**Objective:** Gather every line in the material below that contains the word "leaf".

----- Provided data -----

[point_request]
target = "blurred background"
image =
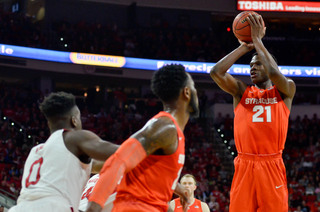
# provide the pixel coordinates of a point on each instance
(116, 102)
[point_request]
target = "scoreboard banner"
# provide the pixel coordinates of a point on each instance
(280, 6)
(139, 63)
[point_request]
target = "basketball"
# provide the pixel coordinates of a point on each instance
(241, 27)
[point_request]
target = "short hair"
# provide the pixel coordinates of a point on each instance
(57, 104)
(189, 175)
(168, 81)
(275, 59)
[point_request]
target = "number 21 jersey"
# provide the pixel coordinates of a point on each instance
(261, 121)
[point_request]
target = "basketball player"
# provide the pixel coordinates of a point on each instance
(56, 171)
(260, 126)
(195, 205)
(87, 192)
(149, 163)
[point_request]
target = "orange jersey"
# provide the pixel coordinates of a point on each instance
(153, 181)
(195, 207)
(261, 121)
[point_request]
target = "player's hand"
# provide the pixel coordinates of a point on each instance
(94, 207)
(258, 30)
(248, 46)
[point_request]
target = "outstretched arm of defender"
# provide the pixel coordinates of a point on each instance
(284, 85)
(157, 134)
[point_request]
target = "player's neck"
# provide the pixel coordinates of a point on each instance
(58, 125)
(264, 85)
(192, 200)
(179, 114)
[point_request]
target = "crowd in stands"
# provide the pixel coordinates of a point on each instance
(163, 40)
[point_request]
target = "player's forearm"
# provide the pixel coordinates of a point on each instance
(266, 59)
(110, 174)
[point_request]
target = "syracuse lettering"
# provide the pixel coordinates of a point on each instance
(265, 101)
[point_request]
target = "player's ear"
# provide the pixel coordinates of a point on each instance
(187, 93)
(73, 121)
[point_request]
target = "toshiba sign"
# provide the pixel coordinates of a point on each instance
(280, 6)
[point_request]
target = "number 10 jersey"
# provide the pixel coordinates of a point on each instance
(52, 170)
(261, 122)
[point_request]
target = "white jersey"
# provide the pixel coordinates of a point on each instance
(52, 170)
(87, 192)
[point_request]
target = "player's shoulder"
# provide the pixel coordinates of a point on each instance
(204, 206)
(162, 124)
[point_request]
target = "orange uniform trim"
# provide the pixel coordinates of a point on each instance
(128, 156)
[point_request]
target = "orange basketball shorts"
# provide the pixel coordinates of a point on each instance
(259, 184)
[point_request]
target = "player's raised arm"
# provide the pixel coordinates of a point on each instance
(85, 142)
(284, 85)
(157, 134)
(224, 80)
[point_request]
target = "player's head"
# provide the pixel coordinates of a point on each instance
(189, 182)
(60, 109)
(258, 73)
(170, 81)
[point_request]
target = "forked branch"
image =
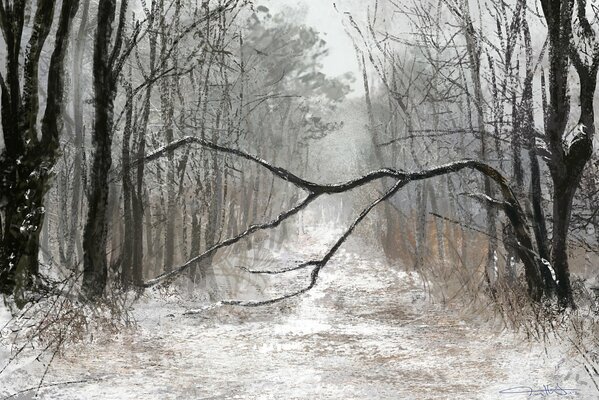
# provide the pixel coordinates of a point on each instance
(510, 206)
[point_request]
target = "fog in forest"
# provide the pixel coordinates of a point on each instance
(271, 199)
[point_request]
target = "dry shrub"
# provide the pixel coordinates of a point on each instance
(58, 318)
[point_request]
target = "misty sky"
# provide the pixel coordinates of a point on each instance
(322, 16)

-----
----- Provided data -----

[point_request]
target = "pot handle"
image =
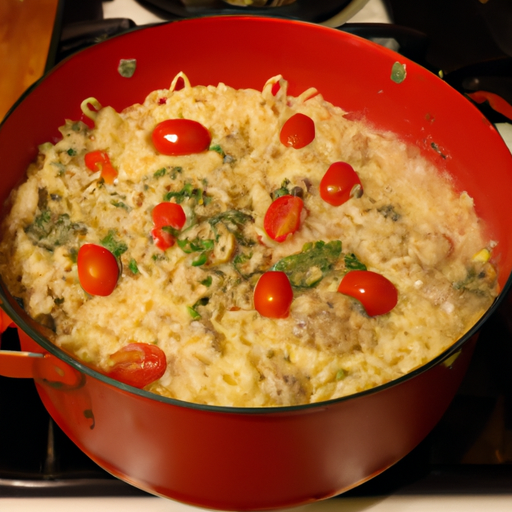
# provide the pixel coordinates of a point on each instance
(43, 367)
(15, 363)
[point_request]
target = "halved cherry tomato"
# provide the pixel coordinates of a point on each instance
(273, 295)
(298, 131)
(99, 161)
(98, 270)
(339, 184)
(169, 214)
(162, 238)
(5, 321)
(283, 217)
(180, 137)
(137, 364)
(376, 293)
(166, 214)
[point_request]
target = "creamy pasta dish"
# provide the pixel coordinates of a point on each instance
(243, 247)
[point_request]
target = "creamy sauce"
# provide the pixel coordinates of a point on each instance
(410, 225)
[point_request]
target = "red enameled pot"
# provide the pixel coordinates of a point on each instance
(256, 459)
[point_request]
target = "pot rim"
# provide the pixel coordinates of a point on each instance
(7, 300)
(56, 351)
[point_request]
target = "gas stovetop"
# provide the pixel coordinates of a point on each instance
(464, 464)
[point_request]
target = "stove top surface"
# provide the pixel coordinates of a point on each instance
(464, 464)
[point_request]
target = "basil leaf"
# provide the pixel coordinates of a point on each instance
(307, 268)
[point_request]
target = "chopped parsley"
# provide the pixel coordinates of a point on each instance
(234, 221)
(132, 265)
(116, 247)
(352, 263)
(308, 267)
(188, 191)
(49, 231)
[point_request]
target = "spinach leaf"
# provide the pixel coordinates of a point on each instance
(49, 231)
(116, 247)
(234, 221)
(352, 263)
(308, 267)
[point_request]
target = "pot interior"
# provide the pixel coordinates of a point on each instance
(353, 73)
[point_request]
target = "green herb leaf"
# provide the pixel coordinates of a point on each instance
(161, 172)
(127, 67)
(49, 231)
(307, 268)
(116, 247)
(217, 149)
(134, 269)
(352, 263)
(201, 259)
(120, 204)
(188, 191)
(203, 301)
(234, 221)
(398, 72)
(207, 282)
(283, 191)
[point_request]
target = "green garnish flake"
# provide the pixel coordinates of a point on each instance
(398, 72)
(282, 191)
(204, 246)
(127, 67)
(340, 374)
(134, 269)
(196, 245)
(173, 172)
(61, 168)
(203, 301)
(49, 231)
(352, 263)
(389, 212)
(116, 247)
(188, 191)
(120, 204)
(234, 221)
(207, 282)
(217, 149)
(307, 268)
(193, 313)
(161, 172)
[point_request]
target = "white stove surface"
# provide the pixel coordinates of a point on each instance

-----

**Full solution:**
target = "basil leaf"
target = "spinach leaf"
target = "green herb leaf"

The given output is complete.